◆ **PAGE**:
● ● ● ● ●

# Soooooo proud



## zooeysmom (Jan 3, 2014)

Stunning boy. He's sure to get those last points quickly!


----------



## lily cd re (Jul 23, 2012)

He is lovely. Is it me or is Dolly clearing faster than he is?


----------



## Mfmst (Jun 18, 2014)

That is an incredible start! What a gorgeous brother Dolly has. Good looks run in the family


----------



## Caddy (Nov 23, 2014)

He will probably be a darker silver, where as Dolly will most likely be more of a platinum silver I think. Of course he hasn't been cut as much as Dolly has either so it may be hard to tell, I'm sure others may know more about how silvers clear. He sure is a good looking boy, and the judges agree!


----------



## Muggles (Mar 14, 2015)

He is such a handsome boy! I love the photo of snowy Dolly too - gorgeous!


----------



## Poodlemanic (Jun 27, 2016)

That's awesome! They're both beautiful


----------



## Caddy (Nov 23, 2014)

Only one more point to go, what an amazing showing for this beautiful "Thinker" boy!


----------



## MollyMuiMa (Oct 13, 2012)

OH MY! Doesn't that tempt you to show Dolly? Bet she'd do it too!!! LOL!


----------



## Caddy (Nov 23, 2014)

It sure does Molly, I was just telling DH this afternoon that I've got the show itch. Then I think of the show coat and that cures me right there, it's a whole different ball game showing labs and standard poodles. I am looking forward to performance and obedience with both girls though.


----------



## spindledreams (Aug 7, 2012)

Grin you could always check out UKC if in an area where they have shows. NO big hair needed. Many are shown in a HCC with the sporting clip and german style clip also popular.


----------



## Caddy (Nov 23, 2014)

That's a good idea spindledreams, I just may look into that, thanks. We really enjoyed showing our lab to his championship, and we met lots of great people along the way.

● ● ● ● ●

◆ **JOBS**:
1. Please answer these from the thread, one line each:
(a) What shade of silver does Caddy think Dolly will most likely be?
(b) Which organization does spindledreams suggest Caddy check out for shows?
(c) What kind of dog did Caddy show to its championship?
2. Name every distinct username that posts in the thread, listing each only once.

● ● ● ● ●

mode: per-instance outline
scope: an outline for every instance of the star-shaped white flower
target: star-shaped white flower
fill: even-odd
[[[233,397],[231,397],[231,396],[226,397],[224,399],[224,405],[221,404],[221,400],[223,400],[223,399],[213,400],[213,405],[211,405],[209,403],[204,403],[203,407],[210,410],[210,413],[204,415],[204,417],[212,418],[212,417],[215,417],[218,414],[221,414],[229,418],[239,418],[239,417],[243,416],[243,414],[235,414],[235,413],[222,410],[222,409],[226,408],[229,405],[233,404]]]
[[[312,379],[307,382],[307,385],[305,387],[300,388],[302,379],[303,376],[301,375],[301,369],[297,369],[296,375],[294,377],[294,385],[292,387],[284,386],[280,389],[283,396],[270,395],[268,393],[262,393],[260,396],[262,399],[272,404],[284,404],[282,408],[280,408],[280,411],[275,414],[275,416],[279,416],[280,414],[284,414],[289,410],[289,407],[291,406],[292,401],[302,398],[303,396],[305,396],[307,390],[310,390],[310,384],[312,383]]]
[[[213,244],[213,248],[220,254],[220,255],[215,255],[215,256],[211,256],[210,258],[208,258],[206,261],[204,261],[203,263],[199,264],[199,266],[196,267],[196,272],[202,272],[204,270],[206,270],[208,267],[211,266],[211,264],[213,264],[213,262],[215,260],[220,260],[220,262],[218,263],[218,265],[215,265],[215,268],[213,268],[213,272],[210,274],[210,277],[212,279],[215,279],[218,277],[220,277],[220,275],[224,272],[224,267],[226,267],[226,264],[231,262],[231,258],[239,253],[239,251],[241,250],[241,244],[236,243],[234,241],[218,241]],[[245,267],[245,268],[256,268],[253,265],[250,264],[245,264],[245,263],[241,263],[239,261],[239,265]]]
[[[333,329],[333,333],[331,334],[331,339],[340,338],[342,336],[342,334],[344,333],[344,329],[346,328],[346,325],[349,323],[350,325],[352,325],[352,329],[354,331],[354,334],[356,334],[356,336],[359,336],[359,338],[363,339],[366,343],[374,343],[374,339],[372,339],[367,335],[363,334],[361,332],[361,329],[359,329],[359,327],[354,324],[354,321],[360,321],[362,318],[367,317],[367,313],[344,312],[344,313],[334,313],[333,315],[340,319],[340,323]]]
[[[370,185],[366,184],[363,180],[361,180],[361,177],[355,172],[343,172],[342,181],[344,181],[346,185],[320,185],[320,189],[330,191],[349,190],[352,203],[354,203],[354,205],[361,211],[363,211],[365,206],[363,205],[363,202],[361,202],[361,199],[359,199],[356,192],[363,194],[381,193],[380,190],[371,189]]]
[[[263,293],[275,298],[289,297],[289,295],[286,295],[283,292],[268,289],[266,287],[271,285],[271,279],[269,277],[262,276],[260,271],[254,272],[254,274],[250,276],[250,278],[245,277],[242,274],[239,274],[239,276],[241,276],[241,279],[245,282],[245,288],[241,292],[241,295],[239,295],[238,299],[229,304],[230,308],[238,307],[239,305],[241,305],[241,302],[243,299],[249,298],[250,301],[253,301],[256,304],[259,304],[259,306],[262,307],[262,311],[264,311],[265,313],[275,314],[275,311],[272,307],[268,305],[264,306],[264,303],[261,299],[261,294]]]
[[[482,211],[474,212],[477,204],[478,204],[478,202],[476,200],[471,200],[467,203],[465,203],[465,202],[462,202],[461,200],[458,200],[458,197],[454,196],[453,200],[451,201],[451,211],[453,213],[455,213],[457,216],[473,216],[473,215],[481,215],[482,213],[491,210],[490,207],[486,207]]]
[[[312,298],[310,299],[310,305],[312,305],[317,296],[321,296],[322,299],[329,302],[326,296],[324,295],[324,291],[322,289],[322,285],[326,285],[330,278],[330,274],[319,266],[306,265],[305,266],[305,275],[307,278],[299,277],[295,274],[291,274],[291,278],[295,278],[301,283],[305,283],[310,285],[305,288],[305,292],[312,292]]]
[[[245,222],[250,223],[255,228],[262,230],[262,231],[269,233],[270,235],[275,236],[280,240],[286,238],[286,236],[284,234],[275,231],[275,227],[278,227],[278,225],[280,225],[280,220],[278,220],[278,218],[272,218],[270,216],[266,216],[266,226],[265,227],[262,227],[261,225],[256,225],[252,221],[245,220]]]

● ● ● ● ●

◆ **EXERCISE ANSWERS**:
1.
(a) A platinum silver.
(b) UKC.
(c) A lab.

2.
zooeysmom
lily cd re
Mfmst
Caddy
Muggles
Poodlemanic
MollyMuiMa
spindledreams